## What you need to do
Those lines of the data that hold the word "tail" are to be copied out.

(Point localization data)
- - - - -

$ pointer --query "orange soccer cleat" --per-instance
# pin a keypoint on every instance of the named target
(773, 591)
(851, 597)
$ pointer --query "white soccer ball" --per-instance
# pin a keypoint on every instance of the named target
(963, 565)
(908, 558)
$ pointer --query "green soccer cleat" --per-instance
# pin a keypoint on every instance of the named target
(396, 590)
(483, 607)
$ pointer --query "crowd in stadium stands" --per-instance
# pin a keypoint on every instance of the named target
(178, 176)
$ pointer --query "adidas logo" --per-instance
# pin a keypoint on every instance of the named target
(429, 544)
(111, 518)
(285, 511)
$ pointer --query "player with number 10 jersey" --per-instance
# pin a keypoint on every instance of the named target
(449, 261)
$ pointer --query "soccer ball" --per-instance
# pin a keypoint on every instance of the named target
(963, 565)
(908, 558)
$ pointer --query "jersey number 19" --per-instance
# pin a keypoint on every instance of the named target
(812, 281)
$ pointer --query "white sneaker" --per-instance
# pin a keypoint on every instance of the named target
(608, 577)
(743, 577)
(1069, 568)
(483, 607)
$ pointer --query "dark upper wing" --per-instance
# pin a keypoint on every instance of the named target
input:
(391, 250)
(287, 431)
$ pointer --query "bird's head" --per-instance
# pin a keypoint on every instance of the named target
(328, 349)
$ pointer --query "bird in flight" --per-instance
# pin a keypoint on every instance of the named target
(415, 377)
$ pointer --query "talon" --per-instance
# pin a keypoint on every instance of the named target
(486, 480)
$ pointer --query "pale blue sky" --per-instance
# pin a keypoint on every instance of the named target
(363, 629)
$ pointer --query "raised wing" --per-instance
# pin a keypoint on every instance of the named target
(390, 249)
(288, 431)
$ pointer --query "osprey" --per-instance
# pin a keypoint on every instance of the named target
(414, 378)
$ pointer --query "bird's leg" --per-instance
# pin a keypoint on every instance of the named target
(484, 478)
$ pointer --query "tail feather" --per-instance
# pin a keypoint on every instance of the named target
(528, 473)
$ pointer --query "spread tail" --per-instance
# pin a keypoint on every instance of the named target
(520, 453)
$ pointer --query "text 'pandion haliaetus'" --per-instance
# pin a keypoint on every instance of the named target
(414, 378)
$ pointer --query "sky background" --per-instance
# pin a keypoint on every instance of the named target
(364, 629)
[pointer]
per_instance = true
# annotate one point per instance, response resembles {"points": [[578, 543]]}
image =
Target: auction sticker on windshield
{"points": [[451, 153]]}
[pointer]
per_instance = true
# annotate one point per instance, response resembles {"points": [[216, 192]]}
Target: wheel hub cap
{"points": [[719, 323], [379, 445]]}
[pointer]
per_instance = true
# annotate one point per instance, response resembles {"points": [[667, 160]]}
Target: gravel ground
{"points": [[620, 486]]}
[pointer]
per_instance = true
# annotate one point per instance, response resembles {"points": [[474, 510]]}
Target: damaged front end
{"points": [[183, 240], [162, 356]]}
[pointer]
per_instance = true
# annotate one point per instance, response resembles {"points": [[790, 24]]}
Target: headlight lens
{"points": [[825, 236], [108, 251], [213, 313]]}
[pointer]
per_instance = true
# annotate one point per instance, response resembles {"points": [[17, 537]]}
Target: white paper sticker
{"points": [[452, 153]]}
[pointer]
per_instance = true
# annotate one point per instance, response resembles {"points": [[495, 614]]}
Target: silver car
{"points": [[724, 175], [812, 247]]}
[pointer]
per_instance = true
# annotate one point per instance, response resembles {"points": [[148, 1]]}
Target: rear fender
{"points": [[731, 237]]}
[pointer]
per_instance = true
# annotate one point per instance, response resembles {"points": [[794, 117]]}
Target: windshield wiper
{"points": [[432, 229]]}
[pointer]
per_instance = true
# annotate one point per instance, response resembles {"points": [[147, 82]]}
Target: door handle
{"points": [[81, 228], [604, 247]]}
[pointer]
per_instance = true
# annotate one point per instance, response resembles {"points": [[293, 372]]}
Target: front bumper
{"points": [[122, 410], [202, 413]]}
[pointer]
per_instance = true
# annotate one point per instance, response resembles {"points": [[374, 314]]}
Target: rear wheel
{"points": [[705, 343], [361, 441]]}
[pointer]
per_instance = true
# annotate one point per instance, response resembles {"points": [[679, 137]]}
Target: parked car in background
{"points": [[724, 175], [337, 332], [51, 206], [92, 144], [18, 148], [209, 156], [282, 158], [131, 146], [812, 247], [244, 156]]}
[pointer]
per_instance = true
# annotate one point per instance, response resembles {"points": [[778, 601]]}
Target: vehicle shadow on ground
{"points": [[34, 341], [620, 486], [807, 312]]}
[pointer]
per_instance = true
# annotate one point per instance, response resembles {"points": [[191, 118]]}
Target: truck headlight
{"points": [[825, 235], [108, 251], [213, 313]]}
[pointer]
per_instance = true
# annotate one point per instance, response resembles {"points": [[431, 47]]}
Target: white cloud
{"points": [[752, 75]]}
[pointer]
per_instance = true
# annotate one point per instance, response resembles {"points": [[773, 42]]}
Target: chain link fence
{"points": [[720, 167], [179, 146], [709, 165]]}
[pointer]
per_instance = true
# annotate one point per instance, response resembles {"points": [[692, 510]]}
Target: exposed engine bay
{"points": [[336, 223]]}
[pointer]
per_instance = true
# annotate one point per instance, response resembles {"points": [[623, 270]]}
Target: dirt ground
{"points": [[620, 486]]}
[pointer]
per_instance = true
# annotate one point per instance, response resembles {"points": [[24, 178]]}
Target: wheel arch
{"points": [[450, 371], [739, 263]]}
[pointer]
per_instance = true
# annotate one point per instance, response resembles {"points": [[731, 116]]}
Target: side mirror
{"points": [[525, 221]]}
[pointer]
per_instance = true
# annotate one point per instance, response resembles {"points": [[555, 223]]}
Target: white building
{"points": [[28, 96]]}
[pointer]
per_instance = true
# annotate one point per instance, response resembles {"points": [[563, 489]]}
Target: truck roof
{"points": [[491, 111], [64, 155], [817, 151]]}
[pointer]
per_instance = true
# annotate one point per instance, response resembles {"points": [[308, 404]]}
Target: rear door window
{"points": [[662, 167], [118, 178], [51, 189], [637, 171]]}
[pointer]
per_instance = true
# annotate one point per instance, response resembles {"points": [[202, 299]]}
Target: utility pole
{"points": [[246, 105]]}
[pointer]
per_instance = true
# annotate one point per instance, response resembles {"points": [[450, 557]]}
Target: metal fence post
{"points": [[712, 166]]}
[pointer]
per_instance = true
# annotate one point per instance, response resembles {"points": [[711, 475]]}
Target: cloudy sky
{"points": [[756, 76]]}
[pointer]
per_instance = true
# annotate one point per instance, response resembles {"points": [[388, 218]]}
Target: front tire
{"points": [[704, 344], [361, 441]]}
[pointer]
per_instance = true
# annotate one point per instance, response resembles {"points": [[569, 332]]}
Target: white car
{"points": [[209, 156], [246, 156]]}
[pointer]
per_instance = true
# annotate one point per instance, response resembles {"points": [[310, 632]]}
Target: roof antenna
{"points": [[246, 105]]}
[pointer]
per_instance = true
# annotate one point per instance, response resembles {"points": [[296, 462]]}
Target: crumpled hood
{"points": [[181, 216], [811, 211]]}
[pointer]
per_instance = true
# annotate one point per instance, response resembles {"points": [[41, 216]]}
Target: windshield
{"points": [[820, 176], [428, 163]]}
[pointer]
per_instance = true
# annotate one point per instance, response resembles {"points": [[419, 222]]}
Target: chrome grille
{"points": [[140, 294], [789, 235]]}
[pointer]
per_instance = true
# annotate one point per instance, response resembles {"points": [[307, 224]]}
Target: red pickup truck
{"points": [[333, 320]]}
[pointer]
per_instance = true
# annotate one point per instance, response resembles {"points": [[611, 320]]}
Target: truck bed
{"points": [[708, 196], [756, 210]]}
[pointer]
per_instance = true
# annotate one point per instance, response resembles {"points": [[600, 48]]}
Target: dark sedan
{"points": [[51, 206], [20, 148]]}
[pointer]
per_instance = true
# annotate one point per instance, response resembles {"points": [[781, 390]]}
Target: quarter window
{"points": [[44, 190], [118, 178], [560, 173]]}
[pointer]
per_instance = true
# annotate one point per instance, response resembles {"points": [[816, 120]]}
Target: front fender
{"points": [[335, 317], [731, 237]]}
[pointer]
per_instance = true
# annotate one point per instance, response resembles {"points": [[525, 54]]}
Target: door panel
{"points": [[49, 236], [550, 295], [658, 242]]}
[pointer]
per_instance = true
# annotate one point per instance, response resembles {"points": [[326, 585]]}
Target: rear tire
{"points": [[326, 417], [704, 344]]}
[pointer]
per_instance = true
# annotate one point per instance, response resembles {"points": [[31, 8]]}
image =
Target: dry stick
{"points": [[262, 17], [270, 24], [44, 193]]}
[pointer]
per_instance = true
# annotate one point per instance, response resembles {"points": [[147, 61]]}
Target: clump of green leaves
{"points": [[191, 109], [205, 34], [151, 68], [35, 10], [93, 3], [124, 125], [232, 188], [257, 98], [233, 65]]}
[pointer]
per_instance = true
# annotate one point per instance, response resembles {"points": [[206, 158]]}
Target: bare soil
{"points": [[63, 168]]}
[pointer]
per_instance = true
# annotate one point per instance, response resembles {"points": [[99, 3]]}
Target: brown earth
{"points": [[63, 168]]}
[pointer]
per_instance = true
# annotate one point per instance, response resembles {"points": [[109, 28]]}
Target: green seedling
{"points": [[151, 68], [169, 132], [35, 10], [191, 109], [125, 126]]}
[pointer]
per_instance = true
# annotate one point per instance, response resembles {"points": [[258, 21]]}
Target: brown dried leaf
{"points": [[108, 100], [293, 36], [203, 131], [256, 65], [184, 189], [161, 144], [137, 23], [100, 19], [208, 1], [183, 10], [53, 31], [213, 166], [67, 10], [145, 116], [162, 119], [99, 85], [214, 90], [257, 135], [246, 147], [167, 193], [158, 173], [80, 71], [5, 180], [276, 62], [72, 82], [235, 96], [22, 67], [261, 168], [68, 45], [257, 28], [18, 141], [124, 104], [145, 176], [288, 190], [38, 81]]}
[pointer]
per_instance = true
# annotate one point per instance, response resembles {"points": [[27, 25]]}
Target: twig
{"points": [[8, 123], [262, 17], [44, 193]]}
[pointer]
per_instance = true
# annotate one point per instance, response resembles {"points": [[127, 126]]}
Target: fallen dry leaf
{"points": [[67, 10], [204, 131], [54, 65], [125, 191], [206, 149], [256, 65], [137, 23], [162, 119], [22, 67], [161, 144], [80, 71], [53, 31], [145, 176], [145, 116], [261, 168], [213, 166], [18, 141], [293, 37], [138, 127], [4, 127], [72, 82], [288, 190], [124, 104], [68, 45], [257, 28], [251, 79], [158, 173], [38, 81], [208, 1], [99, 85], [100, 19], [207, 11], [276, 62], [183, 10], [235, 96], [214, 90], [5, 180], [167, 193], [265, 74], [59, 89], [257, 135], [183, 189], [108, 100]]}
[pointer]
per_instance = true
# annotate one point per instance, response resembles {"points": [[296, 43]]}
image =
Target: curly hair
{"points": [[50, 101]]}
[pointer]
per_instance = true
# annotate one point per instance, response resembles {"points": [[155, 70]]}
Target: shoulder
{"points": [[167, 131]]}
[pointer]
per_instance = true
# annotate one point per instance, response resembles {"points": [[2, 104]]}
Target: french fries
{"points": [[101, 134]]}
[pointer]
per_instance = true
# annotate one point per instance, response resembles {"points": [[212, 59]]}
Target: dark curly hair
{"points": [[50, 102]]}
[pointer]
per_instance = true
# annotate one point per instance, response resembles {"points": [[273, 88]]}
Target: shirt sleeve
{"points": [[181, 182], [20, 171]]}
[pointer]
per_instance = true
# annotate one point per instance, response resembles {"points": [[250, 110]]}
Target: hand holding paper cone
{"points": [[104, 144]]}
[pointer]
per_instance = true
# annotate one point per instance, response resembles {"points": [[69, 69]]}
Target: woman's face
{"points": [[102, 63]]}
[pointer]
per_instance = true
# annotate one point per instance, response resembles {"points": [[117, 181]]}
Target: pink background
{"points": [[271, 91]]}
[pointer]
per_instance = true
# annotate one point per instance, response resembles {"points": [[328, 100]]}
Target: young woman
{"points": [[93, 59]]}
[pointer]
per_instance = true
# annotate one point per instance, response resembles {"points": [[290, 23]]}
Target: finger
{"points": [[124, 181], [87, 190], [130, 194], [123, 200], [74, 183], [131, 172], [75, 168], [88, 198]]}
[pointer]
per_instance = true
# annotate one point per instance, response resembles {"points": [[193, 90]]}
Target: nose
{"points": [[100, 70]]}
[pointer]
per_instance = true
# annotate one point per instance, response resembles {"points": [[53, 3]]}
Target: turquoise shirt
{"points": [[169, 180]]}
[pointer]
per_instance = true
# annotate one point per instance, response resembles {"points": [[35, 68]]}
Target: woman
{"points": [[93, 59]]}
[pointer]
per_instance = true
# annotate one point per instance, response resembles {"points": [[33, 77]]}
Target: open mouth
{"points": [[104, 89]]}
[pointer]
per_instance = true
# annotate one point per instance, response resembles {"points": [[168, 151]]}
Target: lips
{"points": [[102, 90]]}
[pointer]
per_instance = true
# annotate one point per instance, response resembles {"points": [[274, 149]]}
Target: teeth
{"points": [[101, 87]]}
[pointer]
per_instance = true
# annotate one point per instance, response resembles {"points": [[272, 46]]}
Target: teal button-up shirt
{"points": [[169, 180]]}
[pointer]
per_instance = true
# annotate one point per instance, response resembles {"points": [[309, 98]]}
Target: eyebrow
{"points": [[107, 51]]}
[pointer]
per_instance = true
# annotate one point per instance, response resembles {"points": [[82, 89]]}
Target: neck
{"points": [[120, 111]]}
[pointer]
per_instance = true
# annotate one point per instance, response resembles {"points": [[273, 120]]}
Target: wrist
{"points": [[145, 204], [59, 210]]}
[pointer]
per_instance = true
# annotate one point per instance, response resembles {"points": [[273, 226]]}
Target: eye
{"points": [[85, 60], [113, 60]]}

- - - - -

## Result of the exercise
$ pointer --query "tail feather" --per-instance
$ pointer --query "spread tail" --per-instance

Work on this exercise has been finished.